TASK => Render everything from the line containing "The answer in" down to the line containing "box: [116, 503, 144, 556]" as a JSON list of strings, one string per line, skipping blank lines.

AVAILABLE DATA =>
▬▬▬
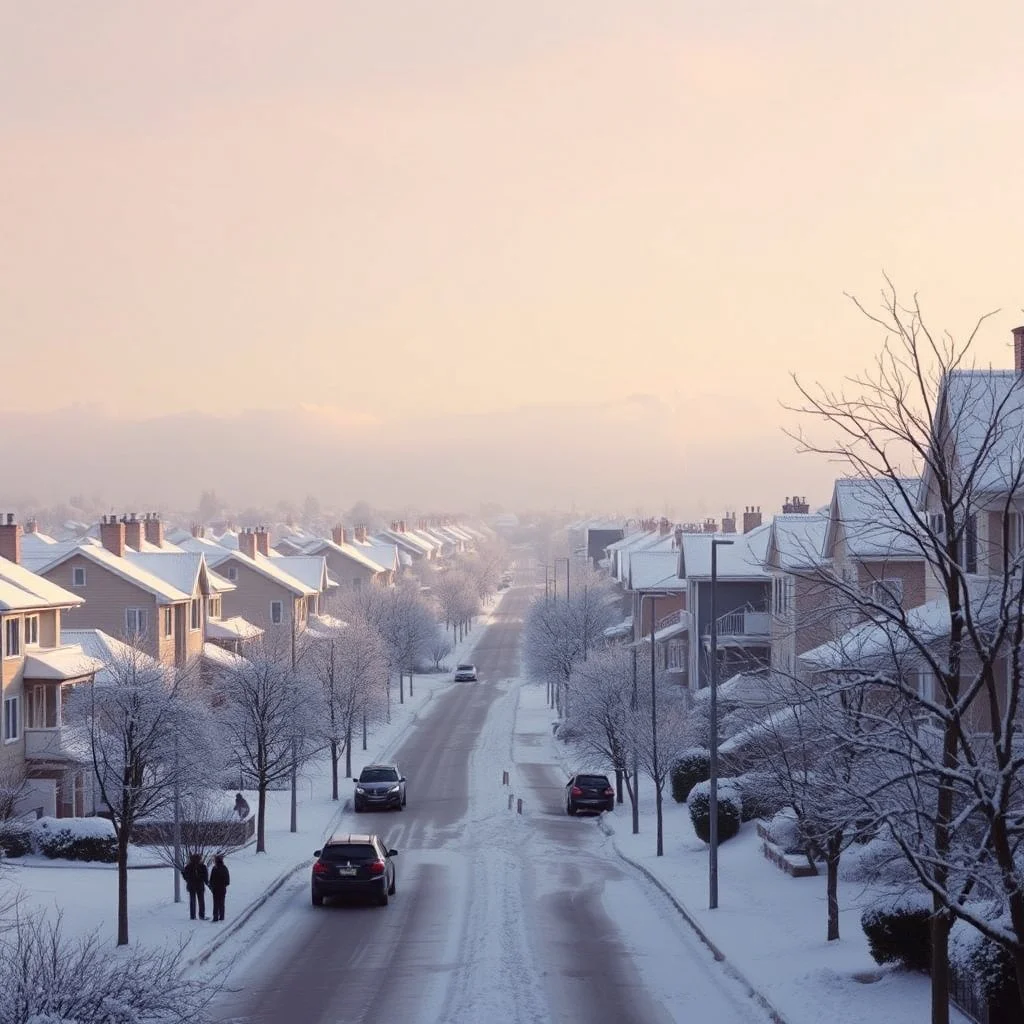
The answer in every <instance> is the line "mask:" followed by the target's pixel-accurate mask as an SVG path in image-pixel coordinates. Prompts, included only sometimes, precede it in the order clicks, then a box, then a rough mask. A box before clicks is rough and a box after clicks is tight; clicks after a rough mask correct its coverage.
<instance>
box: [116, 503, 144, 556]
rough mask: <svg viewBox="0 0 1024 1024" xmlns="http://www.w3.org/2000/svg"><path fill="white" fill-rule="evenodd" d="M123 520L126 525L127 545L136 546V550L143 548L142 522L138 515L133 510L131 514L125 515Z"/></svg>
▬▬▬
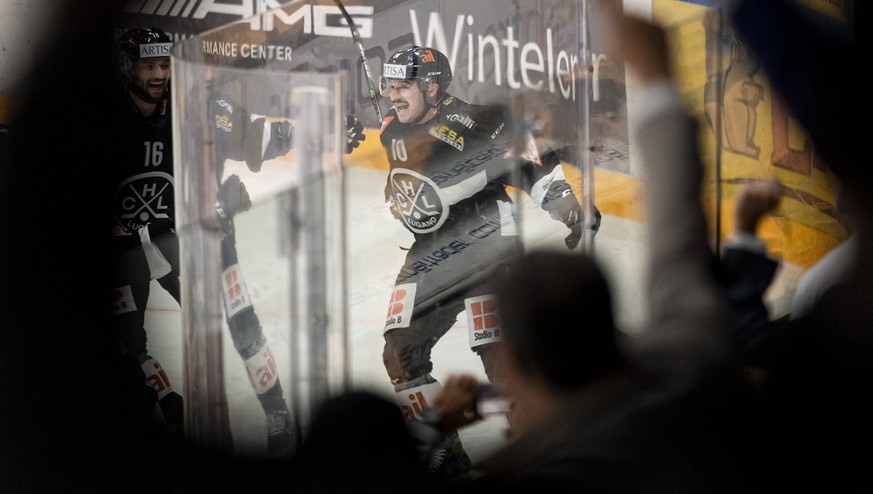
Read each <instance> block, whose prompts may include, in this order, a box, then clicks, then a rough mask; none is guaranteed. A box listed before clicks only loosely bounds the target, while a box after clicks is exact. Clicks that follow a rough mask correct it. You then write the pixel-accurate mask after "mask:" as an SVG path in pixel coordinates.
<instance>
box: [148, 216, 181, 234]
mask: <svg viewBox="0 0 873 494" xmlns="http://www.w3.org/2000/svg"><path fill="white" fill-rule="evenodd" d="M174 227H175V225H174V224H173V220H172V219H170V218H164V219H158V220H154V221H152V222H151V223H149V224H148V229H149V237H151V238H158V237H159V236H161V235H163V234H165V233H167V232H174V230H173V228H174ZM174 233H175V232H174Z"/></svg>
▬▬▬
EXERCISE ANSWER =>
[
  "The answer in every <instance> is the line \"mask:\" followed by the target's pixel-accurate mask as an SVG path in image-pixel coordinates. Prompts, included only sometimes, precede it in the order clicks, then a box, then a rough mask. A box before clicks is rough and a box after clicks is tight; clicks after a rough mask correct its coverage.",
  "<instance>",
  "box: [116, 503, 144, 556]"
]